▶ **Work to do**: Reproduce verbatim the part of the passage on the government mortgage scheme that opens with the words containing "With banks unwilling" and closes with "the property ladder.".
━━━━━ Passage given
At the CBI conference in London today, the Government is setting out a series of measures aimed at kick-starting the mortgage market.

With banks unwilling to lend to borrowers without sizable deposits, the Government will underwrite a small proportion of some lending on newly-built homes to help first-time buyers get on the property ladder.

The paper laying out the proposals, Laying the Foundations: A Housing Strategy for England, says house builders will deposit 3.5 per cent of the sale price in the indemnity fund for each home sold through the scheme.

The Government will provide additional security of 5.5 per cent. The house builders contribution will be held by the lender for seven years and interest will be payable on it. Funds will be returned to the developer after the seven year period minus a portion of any losses on the loans in the scheme. A central administrator will create “silos” of funds that apply between lenders and house builders.

In the event of repossession, and the house being sold at a loss, the lender will be able to recover 95 per cent of any shortfall through the scheme. Public money will only be at risk if the borrower and the fund cannot cover costs.

The scheme will begin operating in the spring and will be open to all house builders and lenders operating in England, although similar schemes are under consideration for Wales and Scotland. The Government has made provision for up to 100,000 mortgages to be backed by the MIS which it says represents a “manageable risk”.
━━━━━━━━━━
━━━━━ Data extract
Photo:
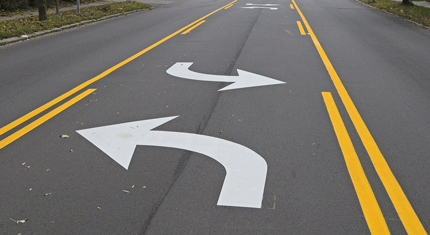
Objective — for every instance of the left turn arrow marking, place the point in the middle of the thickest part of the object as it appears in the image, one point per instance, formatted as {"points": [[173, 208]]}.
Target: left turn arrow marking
━━━━━━━━━━
▶ **Output**:
With banks unwilling to lend to borrowers without sizable deposits, the Government will underwrite a small proportion of some lending on newly-built homes to help first-time buyers get on the property ladder.